-- Opening Marker --

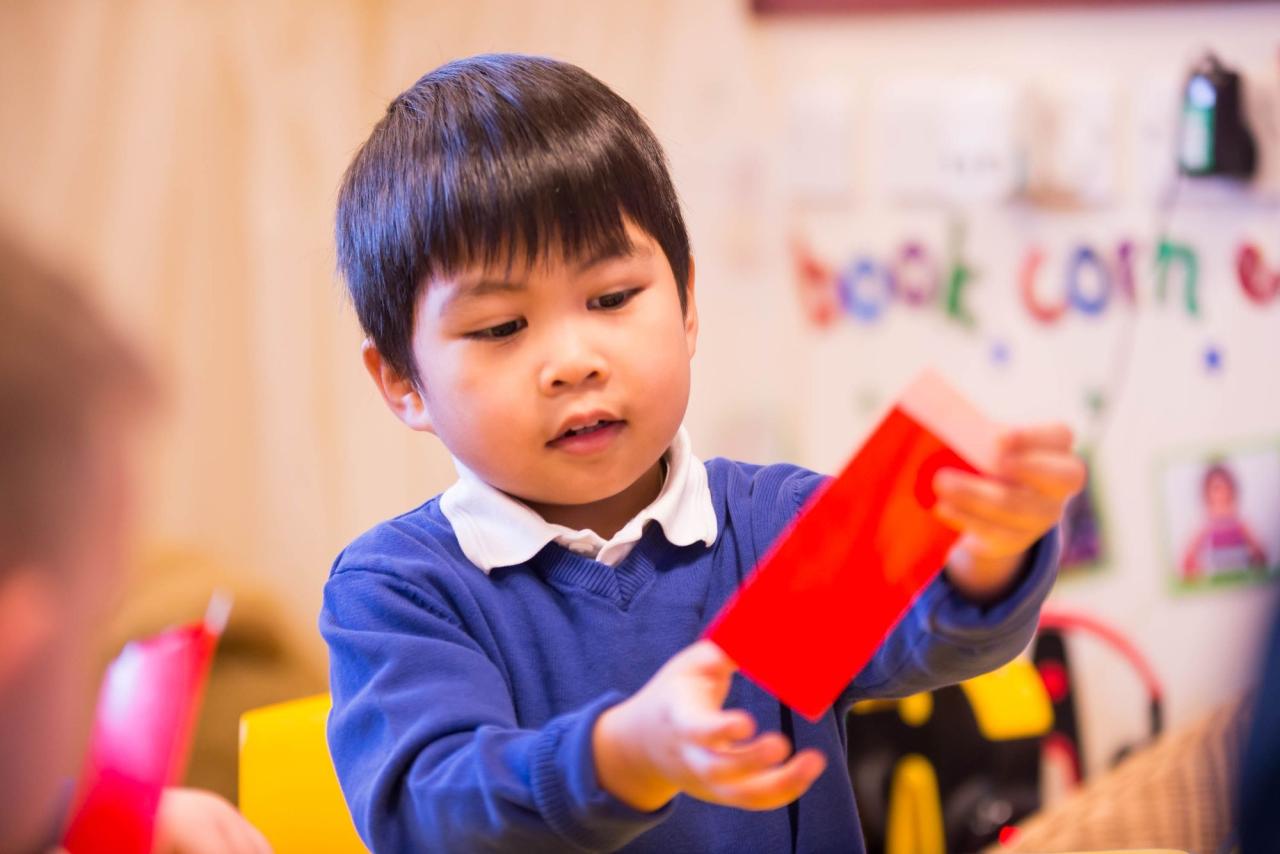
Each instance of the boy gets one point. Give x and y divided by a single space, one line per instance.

-- Closing Marker --
-- Opening Marker --

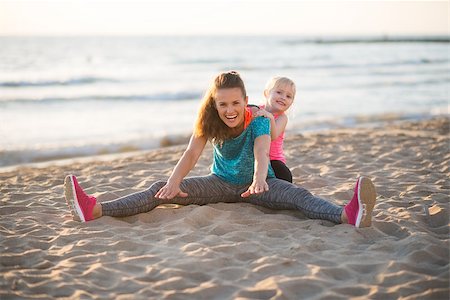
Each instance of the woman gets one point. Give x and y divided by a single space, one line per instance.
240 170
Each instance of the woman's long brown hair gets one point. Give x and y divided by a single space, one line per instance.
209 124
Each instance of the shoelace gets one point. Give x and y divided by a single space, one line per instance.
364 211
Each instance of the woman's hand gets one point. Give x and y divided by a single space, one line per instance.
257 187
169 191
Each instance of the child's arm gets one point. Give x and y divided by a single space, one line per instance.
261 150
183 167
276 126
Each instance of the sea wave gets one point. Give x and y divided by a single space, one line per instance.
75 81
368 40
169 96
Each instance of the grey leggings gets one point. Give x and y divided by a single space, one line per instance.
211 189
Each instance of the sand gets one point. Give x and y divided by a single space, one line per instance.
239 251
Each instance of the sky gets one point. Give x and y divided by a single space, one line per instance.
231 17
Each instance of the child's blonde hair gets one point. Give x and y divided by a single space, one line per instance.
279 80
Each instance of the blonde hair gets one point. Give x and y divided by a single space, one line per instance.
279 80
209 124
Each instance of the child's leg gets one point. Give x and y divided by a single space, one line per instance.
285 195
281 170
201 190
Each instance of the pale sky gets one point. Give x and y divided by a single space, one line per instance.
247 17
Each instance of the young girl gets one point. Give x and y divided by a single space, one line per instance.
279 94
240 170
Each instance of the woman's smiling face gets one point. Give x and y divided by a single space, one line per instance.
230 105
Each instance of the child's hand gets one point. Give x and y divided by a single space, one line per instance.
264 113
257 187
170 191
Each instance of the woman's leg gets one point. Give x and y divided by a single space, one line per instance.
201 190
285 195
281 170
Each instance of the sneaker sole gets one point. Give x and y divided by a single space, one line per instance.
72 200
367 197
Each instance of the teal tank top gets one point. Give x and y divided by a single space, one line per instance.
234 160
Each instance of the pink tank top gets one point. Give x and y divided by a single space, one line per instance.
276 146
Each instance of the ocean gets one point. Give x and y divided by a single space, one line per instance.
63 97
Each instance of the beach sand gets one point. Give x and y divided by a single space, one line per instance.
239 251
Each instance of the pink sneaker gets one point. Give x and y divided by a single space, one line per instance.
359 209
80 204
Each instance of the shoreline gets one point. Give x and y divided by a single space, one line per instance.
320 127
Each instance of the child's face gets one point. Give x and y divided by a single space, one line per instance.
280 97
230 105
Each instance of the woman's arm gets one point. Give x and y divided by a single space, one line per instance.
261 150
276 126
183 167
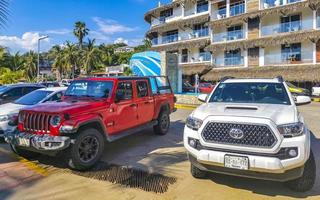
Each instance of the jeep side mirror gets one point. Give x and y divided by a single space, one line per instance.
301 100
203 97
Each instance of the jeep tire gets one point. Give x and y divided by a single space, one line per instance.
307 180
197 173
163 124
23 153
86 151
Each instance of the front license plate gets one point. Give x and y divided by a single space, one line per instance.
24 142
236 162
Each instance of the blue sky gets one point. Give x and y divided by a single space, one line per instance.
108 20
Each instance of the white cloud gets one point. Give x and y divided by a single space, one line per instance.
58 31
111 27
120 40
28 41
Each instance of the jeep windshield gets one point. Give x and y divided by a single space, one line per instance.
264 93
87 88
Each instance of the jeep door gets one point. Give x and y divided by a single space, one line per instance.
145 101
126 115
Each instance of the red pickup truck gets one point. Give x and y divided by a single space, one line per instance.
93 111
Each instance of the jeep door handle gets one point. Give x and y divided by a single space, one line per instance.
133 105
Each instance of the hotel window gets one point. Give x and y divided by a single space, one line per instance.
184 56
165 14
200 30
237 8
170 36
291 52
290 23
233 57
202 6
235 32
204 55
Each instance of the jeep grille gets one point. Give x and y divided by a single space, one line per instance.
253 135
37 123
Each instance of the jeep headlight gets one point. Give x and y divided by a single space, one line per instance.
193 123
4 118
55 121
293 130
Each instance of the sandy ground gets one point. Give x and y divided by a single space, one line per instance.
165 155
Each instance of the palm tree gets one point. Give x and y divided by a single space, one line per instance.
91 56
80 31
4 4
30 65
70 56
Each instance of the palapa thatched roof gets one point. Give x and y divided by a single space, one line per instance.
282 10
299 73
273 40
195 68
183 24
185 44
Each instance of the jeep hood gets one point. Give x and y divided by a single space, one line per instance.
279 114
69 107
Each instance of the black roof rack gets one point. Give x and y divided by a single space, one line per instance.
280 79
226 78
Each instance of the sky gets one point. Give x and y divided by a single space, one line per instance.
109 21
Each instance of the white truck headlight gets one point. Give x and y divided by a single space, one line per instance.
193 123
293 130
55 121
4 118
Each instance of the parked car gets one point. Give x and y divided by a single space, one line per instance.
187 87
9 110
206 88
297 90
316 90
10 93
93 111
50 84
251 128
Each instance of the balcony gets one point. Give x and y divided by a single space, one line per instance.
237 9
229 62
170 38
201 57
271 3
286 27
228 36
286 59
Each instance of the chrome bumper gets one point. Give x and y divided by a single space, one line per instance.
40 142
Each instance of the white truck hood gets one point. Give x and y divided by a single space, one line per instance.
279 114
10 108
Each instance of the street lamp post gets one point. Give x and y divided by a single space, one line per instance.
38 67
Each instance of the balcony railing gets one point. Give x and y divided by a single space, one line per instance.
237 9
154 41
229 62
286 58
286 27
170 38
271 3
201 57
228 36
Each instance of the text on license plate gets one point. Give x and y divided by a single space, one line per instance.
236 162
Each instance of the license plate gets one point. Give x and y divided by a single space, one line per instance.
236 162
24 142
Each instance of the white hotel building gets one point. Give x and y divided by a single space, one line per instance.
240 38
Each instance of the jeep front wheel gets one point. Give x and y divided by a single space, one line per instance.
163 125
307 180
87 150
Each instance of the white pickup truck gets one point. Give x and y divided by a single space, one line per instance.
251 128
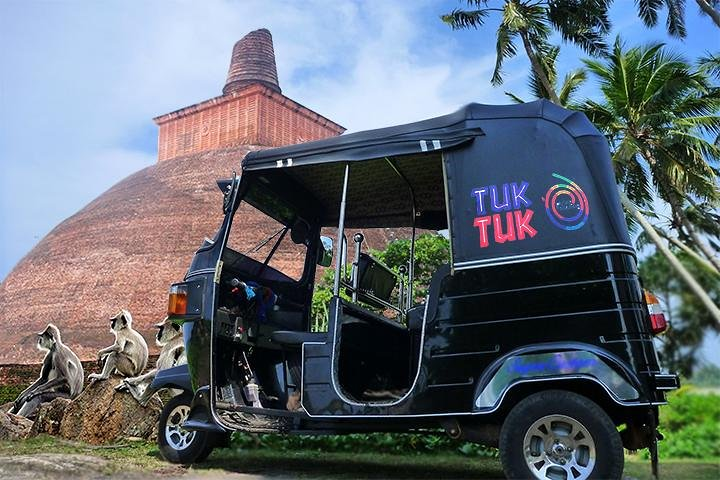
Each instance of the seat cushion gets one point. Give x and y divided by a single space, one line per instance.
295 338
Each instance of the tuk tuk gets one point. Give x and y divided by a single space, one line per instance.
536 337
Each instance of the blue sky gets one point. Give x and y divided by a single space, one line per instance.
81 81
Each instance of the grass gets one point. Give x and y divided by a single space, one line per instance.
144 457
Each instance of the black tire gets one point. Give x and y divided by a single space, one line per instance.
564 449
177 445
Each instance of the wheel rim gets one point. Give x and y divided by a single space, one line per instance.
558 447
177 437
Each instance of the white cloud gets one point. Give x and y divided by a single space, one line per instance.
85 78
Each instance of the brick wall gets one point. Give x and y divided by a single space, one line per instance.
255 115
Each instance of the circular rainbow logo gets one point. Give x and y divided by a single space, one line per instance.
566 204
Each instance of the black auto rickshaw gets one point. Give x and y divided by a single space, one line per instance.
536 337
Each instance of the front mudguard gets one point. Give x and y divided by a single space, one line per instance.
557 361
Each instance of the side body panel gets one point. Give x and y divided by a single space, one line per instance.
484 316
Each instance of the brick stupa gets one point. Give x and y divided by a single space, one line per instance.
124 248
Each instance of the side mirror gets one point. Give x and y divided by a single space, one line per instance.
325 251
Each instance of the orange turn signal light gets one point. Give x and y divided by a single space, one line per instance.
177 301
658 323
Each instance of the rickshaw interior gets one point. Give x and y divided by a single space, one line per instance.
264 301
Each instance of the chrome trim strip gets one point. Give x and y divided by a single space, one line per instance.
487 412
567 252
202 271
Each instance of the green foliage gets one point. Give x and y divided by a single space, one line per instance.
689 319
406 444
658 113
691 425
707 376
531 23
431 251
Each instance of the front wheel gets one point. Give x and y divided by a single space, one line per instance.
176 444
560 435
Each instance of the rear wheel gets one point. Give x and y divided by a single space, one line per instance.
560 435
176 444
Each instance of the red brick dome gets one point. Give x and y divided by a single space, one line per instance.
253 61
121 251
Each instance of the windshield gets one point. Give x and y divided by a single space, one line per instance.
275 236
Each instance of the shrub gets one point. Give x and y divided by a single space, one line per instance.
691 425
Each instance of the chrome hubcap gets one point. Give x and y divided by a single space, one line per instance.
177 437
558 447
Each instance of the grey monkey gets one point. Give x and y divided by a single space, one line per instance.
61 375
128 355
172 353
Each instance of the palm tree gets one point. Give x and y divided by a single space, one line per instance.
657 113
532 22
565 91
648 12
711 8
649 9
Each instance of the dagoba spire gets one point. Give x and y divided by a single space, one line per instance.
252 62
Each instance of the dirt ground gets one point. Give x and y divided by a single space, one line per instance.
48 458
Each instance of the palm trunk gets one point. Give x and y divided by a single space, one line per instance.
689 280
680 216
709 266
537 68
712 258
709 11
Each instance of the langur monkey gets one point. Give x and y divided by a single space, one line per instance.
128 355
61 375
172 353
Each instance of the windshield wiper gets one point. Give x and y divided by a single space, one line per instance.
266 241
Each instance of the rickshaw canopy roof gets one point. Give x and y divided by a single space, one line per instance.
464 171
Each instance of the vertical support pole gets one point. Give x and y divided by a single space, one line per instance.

-- Closing Marker --
-- Opening Marker --

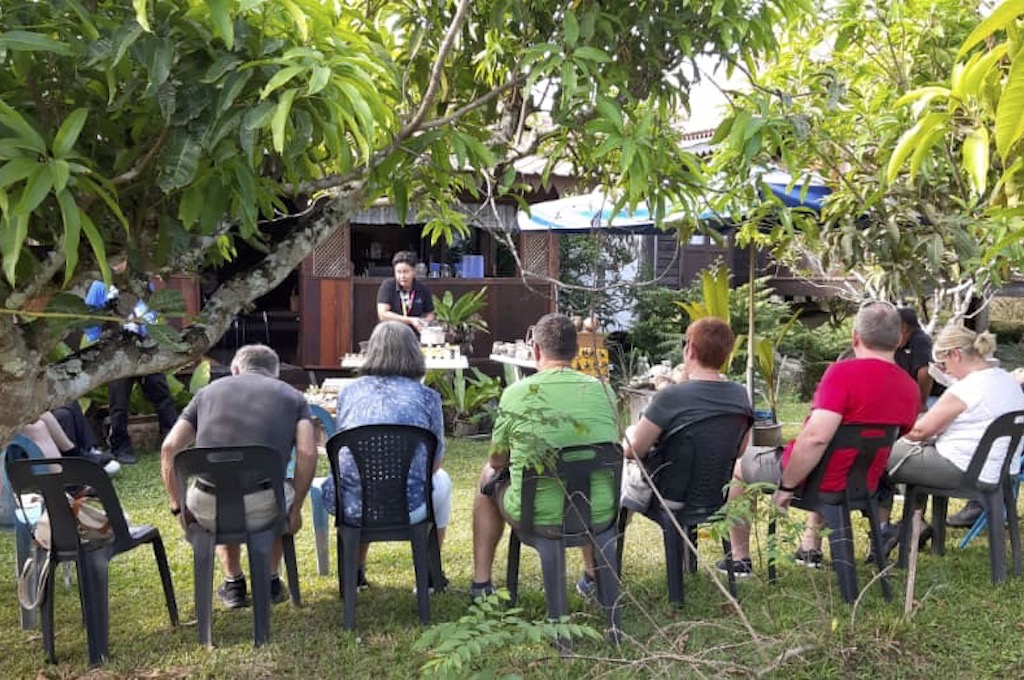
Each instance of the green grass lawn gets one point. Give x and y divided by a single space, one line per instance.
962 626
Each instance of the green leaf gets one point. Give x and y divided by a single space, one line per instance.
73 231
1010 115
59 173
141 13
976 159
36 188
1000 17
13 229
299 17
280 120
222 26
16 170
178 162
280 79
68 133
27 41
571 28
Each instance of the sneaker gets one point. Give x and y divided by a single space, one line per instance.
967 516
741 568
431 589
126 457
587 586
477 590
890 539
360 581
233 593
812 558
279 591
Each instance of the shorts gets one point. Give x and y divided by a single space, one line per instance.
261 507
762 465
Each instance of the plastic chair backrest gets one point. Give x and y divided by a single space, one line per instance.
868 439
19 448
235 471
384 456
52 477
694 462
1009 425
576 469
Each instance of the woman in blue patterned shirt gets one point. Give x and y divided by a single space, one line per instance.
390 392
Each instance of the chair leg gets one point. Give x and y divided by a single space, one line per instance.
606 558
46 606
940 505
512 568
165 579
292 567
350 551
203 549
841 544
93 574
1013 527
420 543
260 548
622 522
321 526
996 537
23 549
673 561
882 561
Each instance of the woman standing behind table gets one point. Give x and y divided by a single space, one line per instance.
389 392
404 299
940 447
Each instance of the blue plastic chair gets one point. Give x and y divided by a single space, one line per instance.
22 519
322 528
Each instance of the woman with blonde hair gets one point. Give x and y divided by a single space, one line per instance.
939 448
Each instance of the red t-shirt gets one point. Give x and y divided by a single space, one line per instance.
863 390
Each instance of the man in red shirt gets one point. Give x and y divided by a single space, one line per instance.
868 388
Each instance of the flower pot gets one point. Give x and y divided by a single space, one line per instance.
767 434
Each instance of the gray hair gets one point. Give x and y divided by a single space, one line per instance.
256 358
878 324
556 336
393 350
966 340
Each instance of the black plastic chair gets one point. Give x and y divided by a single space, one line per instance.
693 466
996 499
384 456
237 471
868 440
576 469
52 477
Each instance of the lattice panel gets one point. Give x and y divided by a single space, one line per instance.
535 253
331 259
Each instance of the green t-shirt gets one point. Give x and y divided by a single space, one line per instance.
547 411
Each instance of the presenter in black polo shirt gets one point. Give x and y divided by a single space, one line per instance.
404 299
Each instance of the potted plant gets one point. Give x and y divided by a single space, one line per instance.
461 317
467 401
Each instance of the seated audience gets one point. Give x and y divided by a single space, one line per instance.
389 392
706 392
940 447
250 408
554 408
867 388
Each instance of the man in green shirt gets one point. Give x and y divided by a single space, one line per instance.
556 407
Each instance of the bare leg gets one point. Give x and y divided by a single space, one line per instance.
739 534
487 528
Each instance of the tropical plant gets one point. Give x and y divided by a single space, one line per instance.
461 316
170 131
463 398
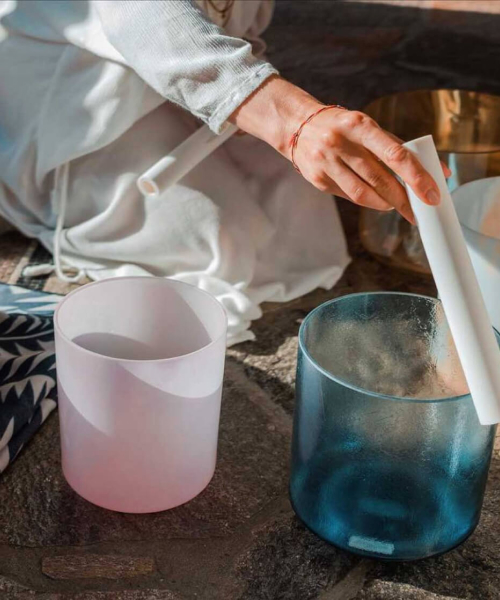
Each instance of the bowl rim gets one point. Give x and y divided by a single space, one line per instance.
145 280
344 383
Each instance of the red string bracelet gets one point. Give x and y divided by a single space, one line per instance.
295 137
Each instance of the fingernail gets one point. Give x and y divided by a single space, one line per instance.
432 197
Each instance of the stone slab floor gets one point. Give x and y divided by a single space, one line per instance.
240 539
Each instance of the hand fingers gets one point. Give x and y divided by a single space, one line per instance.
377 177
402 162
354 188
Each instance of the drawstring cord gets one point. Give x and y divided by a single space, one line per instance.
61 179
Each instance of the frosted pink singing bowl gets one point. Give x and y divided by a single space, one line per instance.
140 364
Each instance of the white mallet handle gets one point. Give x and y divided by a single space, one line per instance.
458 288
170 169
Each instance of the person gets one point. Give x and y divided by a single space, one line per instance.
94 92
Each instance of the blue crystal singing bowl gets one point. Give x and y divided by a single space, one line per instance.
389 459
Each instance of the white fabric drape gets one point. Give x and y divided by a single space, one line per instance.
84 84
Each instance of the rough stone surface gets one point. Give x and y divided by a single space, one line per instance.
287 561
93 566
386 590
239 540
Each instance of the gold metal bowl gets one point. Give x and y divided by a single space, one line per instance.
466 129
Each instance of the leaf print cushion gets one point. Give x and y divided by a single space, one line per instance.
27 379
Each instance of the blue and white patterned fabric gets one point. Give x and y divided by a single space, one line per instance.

-- Closing Marker --

Extract from the listing above the lines between the line containing "Each instance of the rough" and the line containing "Each instance of the blue and", keeping both of those lines. Output nothing else.

### ANSWER SECTION
Each instance of the rough stone surface gets one point. Give x and y divided by a single space, one line per instance.
287 561
93 566
386 590
239 540
Each instance of the gold metal bowl gets one point. Give x and y divided by a single space, one line per instance.
466 129
Each instance of the leaf print cushion gets one point. Give x and y divided by a single space, one line per instance.
27 379
Each instance of the blue and white patterned fabric gets one point. Give x and y divided by a single space, one line per instance.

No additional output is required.